**Exercise prompt**
Repeat every line below exactly as it reads.
Start of Records for processing
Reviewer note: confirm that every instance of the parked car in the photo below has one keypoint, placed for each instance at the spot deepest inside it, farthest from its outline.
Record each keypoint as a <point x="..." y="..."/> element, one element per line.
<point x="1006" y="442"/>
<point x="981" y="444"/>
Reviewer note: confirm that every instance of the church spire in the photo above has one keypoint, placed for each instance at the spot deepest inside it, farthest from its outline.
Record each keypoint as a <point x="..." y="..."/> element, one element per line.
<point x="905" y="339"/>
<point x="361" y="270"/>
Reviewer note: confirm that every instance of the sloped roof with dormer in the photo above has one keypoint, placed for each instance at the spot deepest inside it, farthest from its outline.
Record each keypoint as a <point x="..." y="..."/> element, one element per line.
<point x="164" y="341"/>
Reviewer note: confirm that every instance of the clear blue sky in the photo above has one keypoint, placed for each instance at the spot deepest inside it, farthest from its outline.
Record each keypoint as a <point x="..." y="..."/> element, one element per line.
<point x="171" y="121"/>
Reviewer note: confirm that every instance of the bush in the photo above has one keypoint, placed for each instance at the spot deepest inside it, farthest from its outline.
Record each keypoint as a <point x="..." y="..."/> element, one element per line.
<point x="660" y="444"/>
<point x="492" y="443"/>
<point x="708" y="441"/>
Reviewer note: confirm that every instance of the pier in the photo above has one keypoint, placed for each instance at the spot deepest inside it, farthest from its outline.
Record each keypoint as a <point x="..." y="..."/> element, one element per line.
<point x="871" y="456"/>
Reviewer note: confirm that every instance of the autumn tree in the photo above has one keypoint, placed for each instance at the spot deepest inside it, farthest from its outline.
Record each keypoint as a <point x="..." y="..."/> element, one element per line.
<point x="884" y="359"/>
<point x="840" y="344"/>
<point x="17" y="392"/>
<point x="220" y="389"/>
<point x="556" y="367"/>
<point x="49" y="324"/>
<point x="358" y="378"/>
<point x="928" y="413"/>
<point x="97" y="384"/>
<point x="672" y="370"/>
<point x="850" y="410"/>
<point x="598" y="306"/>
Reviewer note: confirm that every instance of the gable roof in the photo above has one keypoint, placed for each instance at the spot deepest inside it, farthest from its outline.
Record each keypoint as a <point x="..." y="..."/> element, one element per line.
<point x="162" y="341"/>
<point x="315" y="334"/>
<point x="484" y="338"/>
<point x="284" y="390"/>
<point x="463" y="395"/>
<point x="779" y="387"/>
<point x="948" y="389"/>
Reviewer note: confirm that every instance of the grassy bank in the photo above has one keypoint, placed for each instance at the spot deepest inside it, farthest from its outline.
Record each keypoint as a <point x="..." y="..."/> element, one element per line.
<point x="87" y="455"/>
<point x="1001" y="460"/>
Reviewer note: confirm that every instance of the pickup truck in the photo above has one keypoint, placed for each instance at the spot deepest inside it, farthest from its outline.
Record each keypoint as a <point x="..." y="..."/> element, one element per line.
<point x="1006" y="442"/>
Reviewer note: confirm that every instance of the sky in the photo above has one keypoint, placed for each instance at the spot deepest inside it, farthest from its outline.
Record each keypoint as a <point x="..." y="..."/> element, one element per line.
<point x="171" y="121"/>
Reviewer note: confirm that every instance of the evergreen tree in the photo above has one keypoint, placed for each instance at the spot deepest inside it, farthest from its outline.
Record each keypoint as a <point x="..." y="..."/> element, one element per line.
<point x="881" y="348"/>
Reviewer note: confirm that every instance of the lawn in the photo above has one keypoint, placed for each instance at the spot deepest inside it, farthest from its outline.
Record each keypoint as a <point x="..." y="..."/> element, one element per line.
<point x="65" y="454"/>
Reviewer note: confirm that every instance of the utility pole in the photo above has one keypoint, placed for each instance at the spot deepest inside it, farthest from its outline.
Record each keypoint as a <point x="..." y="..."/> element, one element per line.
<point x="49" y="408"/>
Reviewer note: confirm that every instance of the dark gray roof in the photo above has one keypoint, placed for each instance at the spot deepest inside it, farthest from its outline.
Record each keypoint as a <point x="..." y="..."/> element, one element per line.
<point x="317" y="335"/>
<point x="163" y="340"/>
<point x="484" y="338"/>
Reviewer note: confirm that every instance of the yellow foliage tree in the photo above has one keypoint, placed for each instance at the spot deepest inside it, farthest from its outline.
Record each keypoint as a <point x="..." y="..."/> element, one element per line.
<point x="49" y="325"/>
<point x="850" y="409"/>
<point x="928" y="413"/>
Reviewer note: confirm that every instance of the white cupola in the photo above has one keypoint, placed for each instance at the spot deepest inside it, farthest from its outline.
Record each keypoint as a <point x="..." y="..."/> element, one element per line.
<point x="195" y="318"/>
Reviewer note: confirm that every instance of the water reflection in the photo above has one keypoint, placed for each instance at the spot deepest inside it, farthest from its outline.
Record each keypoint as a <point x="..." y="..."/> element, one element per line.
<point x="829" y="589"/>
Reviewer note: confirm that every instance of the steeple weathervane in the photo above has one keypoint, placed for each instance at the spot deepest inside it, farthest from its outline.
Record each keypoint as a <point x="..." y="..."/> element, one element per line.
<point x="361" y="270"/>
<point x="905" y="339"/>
End of Records for processing
**Complete response**
Reviewer note: confirm that every instance of the parked car in the photo below has one keypoint, placed for each instance at the spot deepest inside it, farthest from its outline.
Record each keypoint as a <point x="..." y="..."/> element, one element per line.
<point x="1006" y="442"/>
<point x="981" y="444"/>
Reviewer note: confirm that every instance of the church spire in the photo above has one keypoint, placed for each instance at the spot deepest inside it, farthest from its outline.
Record each keypoint as a <point x="..." y="..."/> element, one element per line.
<point x="905" y="339"/>
<point x="361" y="270"/>
Reviewer note: confirm that every instance of the sloped roof with dormer in the photo above has one keypoint, placed for each instance at the spot deepest inside it, farthest from its outline.
Record each keypoint as a <point x="..." y="..."/> element, one element per line.
<point x="164" y="341"/>
Reviewer note: confirm that every instance of the clear blue sky in the photo above has one keypoint, placed for each instance at the spot deepest inside it, farthest from its outline.
Record each keypoint as a <point x="..." y="..."/> element, one element per line.
<point x="171" y="121"/>
Reviewer note: confirm that every instance of the bush in the photo above has one keypoint, placed for each instance at the spot deepest inside it, farthest from its outline.
Record each keypoint as a <point x="..." y="..."/> element, one element per line.
<point x="660" y="444"/>
<point x="492" y="443"/>
<point x="708" y="441"/>
Reviewer note: confirm that every instance of the pier in the photo above has one keypoint, placed for each instance at the spot deepest inside it, farthest from its outline.
Record each keypoint as a <point x="..." y="..."/> element, one element per line.
<point x="871" y="456"/>
Reviewer note: confirm that every instance of the autumn tree in the photo above has one keypoint, placed for each instance at the spot deepest inside it, farthest from its outline.
Record each keypoint as a <point x="..." y="..."/> element, one element per line.
<point x="884" y="359"/>
<point x="840" y="344"/>
<point x="17" y="392"/>
<point x="220" y="389"/>
<point x="556" y="367"/>
<point x="49" y="324"/>
<point x="358" y="378"/>
<point x="928" y="413"/>
<point x="97" y="384"/>
<point x="672" y="370"/>
<point x="850" y="410"/>
<point x="598" y="306"/>
Reviewer note: confirm that every instance of the gable roof in the photo above has one keypoint, placed for each instance at the spot deepest inside it, farthest from its outline.
Record each keypoint as a <point x="..." y="..."/> element, one element per line.
<point x="162" y="341"/>
<point x="315" y="334"/>
<point x="484" y="338"/>
<point x="284" y="390"/>
<point x="463" y="395"/>
<point x="779" y="387"/>
<point x="948" y="389"/>
Reviewer note: confirm that every instance of the grassy bank in the photo above has one keypoint, placed for each instance at the spot deepest inside it, farthest from its outline.
Record each keypoint as a <point x="..." y="..."/> element, one element per line.
<point x="87" y="455"/>
<point x="1001" y="460"/>
Reviewer note: confirm that every instance of the pickup truck in the photo above has one keypoint, placed for each instance at the spot deepest inside it, farthest from its outline.
Record each keypoint as a <point x="..." y="..."/> element, one element per line.
<point x="1006" y="442"/>
Reviewer note: confirm that every instance of the sky in the photo above has one keypoint, placed for each instance at the spot deepest inside it, farthest from its outline.
Record each keypoint as a <point x="..." y="..."/> element, one element per line.
<point x="171" y="121"/>
Reviewer note: confirm that every instance of the evergreen tree in the photo above has one keypoint, placed for each instance at the spot deepest inside it, farthest from its outline.
Record each keypoint as a <point x="..." y="..."/> element, one element per line.
<point x="881" y="348"/>
Reviewer note: confirm that every instance of the lawn in the photo above has one keypoint, placed for each instance at the spot deepest inside it, farthest from its outline.
Record each keypoint as a <point x="..." y="..."/> element, one element per line.
<point x="65" y="454"/>
Reviewer note: confirm that every instance of the utility pole in the photo above has one keypoint, placed for each instance at the spot deepest inside it, farthest from its outline.
Record each keypoint as a <point x="..." y="..."/> element, one element per line.
<point x="49" y="408"/>
Reviewer note: confirm that every instance of the dark gray roof in the photo above has one keypoint, placed for each instance at the spot deepest inside it, farthest from its outline.
Record each keypoint as a <point x="..." y="..."/> element, one element per line.
<point x="317" y="335"/>
<point x="163" y="340"/>
<point x="484" y="338"/>
Reviewer note: confirm that every instance of the yellow foliage tree in the photo above has one keypoint, placed for each instance at the spot deepest inside it, farthest from its outline.
Record each keypoint as a <point x="..." y="..."/> element, one element per line.
<point x="49" y="325"/>
<point x="850" y="409"/>
<point x="928" y="413"/>
Reviewer note: confirm that every instance of the white cupola in the photo above has one keypoint, placed for each instance at the spot deepest inside it, farthest from its outline.
Record each keypoint as a <point x="..." y="..."/> element, one element per line.
<point x="195" y="318"/>
Reviewer note: confirm that every instance of the water reflection in the photo above has one keypoint, placed for each instance at the spot deepest inside it, farthest from its outline.
Record each keypoint as a <point x="..." y="..."/> element, one element per line.
<point x="829" y="589"/>
Reviewer note: confirm that every instance of the steeple weathervane in the photo above has one keypoint, placed for each instance at the spot deepest inside it, farthest from its outline.
Record each keypoint as a <point x="..." y="..."/> element, one element per line.
<point x="361" y="270"/>
<point x="905" y="339"/>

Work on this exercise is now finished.